**Written instruction**
Substitute "thermos mug" for "thermos cup" in the rows between the line holding "Identify the orange" and the line holding "pixel 380 269", inclusive. Reproduce only those lines, leaving everything else in them unchanged.

━━━ Supplied data

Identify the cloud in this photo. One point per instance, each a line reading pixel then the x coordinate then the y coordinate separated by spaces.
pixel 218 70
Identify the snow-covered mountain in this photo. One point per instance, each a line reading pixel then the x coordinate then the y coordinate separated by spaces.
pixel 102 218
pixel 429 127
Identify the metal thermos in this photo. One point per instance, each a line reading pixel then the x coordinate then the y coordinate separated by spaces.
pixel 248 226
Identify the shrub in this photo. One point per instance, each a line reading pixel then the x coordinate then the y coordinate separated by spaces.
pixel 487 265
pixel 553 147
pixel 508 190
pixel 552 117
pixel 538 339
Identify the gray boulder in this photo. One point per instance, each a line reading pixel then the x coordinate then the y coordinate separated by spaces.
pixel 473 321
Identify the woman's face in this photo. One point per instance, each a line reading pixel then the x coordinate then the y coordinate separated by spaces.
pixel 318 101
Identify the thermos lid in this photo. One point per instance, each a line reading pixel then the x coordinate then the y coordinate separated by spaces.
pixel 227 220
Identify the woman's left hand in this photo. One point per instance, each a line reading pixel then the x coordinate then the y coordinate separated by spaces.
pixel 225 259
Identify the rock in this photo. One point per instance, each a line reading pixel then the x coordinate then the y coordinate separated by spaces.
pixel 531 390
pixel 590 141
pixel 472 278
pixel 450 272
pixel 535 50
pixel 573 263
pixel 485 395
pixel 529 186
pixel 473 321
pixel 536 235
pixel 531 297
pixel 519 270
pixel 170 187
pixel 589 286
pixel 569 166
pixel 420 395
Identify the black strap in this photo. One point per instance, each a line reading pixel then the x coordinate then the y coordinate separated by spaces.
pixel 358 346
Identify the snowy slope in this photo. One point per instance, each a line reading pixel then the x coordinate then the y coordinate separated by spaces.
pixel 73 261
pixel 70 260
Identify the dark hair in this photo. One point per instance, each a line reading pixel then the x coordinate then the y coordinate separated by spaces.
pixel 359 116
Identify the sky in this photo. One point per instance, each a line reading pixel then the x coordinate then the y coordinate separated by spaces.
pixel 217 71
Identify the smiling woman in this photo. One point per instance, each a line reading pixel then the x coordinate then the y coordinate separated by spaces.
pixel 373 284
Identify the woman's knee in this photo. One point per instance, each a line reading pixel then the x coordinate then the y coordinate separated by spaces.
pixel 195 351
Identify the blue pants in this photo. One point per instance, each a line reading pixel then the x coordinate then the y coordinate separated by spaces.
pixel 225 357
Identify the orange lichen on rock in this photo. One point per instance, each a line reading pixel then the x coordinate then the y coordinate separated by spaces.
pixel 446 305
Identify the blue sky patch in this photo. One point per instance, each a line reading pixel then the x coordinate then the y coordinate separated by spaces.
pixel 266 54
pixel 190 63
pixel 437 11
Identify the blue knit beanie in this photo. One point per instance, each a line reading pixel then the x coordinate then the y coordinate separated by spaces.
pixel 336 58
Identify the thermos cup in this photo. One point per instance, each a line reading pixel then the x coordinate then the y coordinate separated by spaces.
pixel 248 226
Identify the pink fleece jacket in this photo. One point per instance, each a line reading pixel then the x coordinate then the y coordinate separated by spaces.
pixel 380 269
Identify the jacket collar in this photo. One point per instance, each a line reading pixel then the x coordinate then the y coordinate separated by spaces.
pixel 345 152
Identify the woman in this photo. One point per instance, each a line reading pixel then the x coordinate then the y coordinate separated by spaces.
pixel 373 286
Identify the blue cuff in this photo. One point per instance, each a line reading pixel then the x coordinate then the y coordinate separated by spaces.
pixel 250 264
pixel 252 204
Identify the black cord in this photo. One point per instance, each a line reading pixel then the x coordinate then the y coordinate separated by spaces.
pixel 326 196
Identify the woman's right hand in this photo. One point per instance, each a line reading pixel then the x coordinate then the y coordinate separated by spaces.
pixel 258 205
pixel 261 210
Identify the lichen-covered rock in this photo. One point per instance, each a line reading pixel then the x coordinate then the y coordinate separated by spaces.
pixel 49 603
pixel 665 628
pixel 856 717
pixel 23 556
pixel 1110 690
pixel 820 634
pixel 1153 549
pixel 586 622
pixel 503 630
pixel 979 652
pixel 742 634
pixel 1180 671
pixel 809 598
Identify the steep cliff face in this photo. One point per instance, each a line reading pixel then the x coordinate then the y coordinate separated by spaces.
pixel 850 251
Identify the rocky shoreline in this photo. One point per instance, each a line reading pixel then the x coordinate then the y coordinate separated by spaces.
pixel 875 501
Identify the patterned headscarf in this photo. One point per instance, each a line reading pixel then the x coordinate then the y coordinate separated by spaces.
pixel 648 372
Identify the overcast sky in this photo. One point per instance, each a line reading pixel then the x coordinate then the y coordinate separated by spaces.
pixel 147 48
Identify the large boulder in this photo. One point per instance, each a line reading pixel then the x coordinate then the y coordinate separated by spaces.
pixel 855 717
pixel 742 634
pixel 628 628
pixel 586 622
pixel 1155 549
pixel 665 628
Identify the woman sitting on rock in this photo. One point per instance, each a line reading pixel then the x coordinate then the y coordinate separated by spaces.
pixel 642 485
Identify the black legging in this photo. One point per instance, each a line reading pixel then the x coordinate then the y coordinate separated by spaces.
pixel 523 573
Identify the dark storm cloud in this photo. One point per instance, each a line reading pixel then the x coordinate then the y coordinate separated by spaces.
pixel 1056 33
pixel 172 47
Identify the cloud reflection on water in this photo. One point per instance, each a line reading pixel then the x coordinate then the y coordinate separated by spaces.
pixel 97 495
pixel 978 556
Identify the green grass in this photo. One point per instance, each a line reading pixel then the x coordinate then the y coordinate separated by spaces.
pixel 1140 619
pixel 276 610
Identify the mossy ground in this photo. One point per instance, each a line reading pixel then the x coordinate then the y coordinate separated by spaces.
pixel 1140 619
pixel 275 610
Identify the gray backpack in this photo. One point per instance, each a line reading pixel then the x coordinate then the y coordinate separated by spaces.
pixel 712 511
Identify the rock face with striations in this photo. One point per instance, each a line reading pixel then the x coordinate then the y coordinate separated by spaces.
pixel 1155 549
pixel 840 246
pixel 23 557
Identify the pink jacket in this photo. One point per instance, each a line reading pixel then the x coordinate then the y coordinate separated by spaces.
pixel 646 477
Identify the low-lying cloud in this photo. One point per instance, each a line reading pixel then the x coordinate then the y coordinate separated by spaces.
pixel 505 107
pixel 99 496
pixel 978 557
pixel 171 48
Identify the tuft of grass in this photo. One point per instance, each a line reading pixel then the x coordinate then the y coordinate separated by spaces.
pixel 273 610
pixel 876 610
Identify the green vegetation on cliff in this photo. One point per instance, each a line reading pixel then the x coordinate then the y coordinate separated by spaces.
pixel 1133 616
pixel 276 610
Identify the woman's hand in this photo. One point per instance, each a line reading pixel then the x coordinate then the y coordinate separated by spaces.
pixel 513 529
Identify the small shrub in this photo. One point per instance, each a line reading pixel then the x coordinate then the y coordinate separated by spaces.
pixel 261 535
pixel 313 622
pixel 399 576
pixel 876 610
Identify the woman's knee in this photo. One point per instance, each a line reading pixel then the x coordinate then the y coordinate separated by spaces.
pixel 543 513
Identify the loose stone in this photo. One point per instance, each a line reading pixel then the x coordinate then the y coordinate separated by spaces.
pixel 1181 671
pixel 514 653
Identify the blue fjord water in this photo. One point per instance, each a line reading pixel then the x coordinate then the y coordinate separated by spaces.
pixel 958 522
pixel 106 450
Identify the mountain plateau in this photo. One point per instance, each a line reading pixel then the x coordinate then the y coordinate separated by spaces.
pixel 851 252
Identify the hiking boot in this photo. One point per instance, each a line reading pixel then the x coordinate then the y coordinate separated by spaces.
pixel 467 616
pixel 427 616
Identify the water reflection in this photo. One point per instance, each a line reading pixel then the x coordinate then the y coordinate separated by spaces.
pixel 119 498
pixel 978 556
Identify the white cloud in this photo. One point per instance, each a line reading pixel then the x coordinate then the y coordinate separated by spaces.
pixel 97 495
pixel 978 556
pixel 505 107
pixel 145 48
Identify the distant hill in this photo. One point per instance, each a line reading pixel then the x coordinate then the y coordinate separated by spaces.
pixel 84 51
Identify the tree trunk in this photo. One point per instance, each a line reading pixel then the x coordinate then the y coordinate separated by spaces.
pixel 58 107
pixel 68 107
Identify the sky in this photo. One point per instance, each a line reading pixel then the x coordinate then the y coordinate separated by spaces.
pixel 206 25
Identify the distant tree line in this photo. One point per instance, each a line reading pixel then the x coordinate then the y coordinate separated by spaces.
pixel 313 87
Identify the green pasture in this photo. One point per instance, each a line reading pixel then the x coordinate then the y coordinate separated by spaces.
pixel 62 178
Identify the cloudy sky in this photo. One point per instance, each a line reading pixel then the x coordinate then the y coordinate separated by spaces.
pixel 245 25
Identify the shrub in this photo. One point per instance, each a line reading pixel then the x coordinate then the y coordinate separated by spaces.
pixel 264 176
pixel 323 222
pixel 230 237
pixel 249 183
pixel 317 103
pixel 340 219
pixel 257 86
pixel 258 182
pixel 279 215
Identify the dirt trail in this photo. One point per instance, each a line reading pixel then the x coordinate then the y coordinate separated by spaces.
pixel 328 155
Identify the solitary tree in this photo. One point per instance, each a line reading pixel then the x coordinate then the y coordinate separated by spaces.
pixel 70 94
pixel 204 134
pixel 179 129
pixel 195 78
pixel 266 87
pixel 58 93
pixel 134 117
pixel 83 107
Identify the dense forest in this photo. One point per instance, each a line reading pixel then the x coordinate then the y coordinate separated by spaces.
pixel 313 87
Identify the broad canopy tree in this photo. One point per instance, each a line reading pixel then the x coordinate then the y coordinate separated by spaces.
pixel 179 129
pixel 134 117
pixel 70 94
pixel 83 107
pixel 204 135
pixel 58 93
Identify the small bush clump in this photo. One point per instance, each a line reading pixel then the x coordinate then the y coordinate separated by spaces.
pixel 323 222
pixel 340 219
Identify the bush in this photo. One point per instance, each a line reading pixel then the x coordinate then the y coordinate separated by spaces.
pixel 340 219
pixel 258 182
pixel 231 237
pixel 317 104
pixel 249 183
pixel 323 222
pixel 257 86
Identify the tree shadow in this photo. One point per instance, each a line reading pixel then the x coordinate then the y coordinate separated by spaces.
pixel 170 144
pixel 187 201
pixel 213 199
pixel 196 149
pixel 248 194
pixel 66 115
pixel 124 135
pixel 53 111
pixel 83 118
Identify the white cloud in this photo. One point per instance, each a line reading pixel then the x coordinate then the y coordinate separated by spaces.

━━━━━━

**Response to this task**
Identify the orange lichen on rock in this photo. One point per instance, each a line reading pixel then the x coordinate then the y coordinate separated by spaces.
pixel 446 305
Identify the blue sky patch in this photo. One point per instance, each a line reading pixel then the x coordinate then the y coordinate separated by spaces.
pixel 266 54
pixel 190 63
pixel 437 11
Identify the blue knit beanie in this photo. One point per instance, each a line reading pixel then the x coordinate then the y coordinate separated by spaces.
pixel 336 58
Identify the thermos mug in this photo. One point per instance, each a line reading pixel then the x coordinate then the y coordinate separated by spaces.
pixel 248 226
Identify the pink fleece jacket in this photo. One point per instance, each a line reading pixel then the x coordinate then the y coordinate separated by spaces.
pixel 380 269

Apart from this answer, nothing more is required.